** Action item **
Among the lines below, take the one holding "fan motor housing.", the one holding "the white curtain", and all lines between them. Set them down exactly.

** Input records **
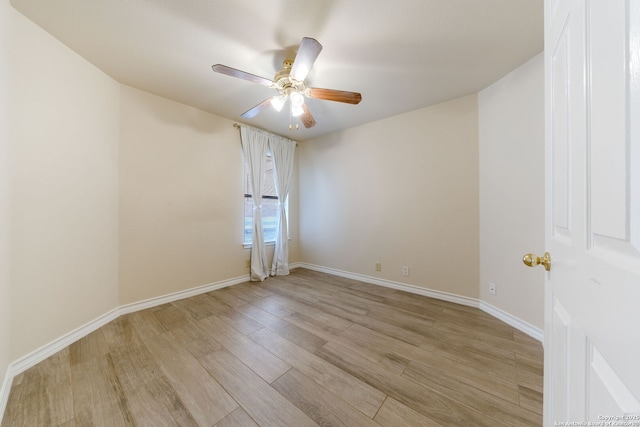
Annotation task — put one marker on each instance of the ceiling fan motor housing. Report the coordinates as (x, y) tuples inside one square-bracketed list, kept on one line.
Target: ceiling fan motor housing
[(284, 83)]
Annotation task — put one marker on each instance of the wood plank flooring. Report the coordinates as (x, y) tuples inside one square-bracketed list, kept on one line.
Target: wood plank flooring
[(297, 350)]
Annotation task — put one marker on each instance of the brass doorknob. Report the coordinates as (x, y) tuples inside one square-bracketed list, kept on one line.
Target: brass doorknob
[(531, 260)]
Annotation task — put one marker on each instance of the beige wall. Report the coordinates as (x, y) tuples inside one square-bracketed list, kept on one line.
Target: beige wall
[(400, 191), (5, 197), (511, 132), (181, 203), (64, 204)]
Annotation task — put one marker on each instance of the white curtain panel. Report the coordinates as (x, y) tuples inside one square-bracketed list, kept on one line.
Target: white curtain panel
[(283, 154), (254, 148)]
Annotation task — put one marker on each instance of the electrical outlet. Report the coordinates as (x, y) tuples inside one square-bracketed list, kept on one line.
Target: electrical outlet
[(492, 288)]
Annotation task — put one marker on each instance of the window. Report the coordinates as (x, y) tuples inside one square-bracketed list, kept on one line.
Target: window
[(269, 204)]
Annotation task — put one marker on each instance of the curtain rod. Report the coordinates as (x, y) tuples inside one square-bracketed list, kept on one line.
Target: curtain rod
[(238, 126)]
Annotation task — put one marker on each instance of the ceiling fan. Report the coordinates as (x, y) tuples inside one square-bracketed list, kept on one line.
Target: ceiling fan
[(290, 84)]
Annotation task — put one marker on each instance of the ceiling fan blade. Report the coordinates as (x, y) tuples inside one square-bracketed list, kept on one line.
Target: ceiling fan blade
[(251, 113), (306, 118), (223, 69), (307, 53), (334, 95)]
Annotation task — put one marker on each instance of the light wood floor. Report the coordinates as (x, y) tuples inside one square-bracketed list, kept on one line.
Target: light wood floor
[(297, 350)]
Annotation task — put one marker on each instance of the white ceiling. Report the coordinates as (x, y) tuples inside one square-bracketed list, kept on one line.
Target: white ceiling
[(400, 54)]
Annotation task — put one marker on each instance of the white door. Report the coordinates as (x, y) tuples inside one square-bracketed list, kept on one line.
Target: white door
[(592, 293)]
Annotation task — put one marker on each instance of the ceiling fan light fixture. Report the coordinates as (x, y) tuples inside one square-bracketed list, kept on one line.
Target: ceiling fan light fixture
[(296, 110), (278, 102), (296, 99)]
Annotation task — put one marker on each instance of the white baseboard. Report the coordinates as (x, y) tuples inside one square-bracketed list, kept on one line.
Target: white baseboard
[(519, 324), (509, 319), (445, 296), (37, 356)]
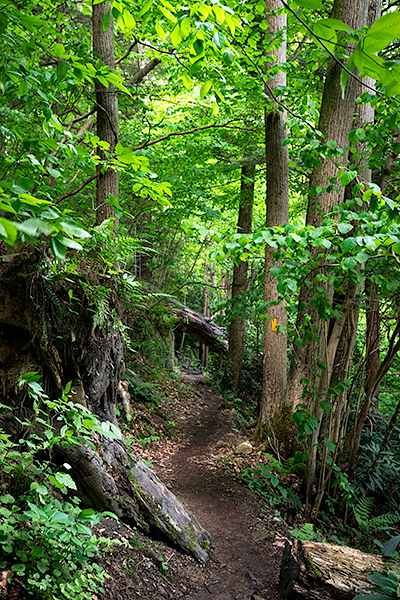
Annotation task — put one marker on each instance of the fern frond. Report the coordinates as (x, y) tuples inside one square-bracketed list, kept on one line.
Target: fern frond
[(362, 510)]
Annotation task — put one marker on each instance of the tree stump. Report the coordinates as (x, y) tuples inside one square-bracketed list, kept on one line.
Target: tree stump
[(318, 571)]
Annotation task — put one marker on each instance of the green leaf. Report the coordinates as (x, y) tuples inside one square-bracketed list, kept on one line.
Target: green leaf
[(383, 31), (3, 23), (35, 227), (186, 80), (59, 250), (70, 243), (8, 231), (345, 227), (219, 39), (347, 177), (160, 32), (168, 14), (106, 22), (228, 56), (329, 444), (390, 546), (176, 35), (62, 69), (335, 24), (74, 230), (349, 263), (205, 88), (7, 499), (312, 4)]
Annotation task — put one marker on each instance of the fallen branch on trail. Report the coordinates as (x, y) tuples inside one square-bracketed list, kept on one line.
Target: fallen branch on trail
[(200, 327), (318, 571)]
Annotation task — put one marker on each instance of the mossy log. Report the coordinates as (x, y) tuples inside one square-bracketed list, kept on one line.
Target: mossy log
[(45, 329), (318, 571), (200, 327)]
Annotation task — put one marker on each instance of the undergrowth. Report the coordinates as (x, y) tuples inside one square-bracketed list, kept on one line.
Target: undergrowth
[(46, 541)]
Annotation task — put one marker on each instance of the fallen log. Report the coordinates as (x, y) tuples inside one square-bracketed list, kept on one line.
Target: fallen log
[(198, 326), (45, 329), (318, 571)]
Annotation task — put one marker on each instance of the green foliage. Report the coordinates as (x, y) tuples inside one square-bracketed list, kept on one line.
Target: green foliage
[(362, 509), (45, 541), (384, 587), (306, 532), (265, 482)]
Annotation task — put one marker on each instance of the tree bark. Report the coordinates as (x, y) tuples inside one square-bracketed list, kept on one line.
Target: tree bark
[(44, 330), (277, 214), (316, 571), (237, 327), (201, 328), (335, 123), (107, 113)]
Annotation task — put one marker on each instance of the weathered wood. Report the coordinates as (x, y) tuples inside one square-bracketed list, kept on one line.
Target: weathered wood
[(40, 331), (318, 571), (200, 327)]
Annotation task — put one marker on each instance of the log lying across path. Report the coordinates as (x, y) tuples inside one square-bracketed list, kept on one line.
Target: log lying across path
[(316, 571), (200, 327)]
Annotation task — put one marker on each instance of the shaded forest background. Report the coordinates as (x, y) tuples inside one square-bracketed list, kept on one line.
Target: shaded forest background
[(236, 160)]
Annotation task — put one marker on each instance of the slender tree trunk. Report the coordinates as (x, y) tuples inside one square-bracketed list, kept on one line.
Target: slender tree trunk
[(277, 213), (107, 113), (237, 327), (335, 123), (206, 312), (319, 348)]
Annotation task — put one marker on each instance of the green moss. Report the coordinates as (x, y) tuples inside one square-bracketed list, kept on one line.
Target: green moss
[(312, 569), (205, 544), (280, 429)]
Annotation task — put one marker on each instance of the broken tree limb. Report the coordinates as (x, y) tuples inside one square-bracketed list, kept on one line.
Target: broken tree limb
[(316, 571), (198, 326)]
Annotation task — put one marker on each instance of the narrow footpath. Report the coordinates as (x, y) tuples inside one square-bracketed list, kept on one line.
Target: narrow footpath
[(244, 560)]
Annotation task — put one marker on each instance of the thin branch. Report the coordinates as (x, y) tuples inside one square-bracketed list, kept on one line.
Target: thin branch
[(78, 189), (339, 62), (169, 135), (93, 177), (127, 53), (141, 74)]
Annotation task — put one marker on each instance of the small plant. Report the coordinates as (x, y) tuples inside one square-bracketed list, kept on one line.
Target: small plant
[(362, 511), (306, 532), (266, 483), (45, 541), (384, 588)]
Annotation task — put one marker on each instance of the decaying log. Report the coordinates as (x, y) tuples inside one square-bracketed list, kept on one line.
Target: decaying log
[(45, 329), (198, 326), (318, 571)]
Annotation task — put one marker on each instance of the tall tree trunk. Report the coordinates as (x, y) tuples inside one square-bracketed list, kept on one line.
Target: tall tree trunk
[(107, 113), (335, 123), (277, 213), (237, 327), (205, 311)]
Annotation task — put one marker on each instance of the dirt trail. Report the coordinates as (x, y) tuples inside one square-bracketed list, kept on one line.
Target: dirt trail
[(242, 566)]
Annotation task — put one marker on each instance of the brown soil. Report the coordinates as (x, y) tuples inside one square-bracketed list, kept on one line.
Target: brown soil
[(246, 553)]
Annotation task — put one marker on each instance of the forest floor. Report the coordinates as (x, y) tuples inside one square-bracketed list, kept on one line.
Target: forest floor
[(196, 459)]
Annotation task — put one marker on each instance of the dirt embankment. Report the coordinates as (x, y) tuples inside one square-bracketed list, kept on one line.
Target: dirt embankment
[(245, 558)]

--

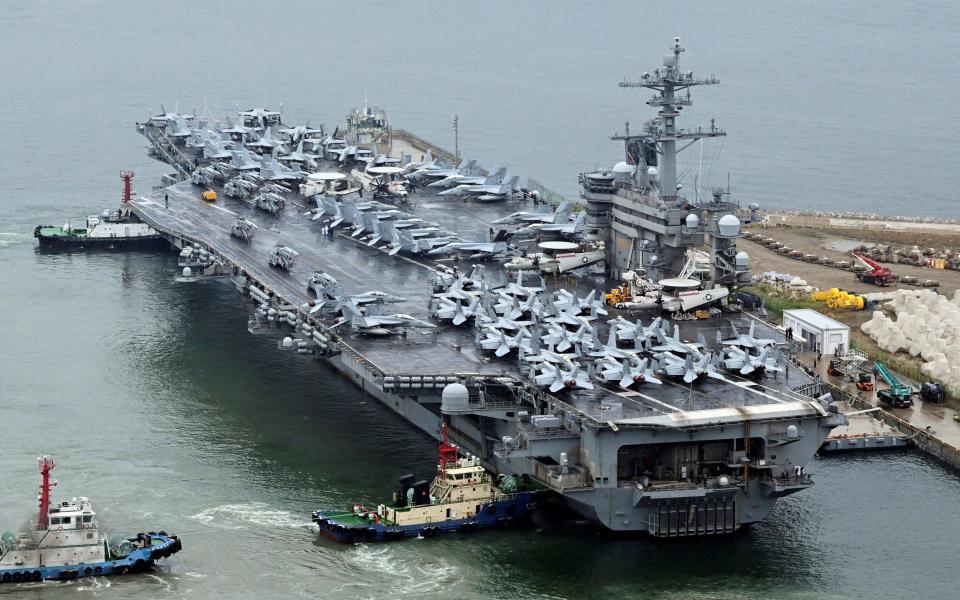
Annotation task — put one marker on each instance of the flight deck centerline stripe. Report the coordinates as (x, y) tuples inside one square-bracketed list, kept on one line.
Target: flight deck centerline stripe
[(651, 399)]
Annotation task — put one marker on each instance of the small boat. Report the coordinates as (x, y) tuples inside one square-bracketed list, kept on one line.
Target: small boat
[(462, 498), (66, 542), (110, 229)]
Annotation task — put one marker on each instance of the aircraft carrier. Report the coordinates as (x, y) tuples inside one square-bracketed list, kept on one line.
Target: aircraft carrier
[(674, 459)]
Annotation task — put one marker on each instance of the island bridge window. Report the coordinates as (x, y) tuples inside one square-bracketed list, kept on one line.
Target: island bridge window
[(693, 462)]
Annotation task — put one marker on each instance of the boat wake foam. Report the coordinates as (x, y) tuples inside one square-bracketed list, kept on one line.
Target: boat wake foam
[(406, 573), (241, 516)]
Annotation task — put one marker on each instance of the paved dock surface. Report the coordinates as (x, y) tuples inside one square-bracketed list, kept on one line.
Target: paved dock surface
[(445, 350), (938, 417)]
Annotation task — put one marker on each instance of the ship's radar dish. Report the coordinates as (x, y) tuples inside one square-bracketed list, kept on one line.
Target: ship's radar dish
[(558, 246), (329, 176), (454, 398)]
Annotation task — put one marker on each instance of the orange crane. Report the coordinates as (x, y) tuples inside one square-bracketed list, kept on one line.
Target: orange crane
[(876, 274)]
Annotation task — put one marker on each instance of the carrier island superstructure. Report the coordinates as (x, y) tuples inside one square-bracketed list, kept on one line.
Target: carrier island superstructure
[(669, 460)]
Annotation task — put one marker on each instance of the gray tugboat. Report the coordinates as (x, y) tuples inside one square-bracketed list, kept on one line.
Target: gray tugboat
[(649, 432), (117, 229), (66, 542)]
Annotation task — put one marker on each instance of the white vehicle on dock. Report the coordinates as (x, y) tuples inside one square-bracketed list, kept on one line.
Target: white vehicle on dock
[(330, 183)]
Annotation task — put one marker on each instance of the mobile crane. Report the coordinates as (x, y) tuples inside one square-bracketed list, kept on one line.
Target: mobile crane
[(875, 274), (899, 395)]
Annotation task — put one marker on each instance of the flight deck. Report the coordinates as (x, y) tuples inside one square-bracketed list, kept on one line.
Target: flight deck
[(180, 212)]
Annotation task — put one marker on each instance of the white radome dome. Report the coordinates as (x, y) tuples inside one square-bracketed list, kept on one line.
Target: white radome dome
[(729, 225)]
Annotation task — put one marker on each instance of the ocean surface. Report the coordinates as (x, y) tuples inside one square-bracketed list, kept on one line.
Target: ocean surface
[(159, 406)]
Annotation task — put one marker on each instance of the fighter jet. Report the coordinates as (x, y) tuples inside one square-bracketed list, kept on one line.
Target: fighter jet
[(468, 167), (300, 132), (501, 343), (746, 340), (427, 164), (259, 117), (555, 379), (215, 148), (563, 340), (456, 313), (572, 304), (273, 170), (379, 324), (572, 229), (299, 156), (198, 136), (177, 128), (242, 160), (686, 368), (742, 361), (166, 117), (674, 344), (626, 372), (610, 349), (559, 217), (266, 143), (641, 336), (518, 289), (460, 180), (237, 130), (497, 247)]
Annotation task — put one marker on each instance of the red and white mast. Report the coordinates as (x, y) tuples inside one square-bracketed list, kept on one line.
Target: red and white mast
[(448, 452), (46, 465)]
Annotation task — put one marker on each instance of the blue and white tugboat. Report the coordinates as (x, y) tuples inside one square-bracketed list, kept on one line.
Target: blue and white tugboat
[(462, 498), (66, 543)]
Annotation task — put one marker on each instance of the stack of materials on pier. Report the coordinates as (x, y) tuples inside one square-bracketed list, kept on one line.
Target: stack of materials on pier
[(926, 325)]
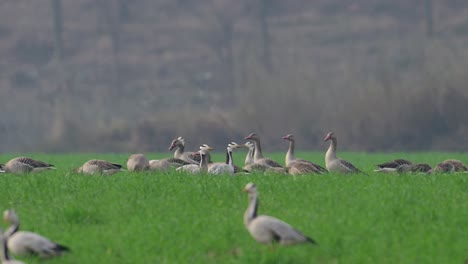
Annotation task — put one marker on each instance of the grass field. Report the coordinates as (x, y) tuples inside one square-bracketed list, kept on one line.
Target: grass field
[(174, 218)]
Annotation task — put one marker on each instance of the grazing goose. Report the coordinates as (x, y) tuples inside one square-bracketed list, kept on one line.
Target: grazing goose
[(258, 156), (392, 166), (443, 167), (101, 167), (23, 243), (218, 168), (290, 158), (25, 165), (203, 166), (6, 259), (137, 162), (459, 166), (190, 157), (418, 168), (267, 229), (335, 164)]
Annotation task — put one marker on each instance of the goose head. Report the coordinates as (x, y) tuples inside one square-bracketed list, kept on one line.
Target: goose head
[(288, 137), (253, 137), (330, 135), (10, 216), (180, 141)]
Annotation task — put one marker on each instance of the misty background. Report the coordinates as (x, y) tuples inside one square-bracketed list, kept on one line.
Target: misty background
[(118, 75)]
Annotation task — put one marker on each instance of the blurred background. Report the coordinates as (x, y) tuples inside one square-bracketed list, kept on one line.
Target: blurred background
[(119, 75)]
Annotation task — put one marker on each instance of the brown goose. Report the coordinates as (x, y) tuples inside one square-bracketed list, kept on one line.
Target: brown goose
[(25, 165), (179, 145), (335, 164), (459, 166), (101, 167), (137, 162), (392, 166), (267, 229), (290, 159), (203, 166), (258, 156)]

** Written solution **
Annotation task — put one marker on each instance of the ceiling fan motor housing. Report the coordinates as (x, y) tuples inside one square-bracketed list, kept on one line.
Target: ceiling fan motor housing
[(284, 83)]
Annotation task — put one marker on each instance of the wood plank flooring. Report the coordinates as (x, y) tuples inside one square-bracketed list, kept on one line.
Target: wood plank flooring
[(297, 350)]
Annotation task — put one marker on each instance of the brass doorknob. Report the coordinates as (x, y) tuples inside one square-bracketed list, kept on one line.
Target: brass doorknob
[(531, 260)]
Annotation task — put one marker on each instance of the beige wall. Report the coordinates as (x, y) tuples inside one square-bracketed list, kept on one line.
Target: beige wall
[(400, 191), (5, 197), (511, 132), (181, 203), (64, 204)]
Annotation task — put one marker on each instance of the white curtain panel. Report the coordinates as (x, y) tuples inside one square-bracketed list, kept on one line.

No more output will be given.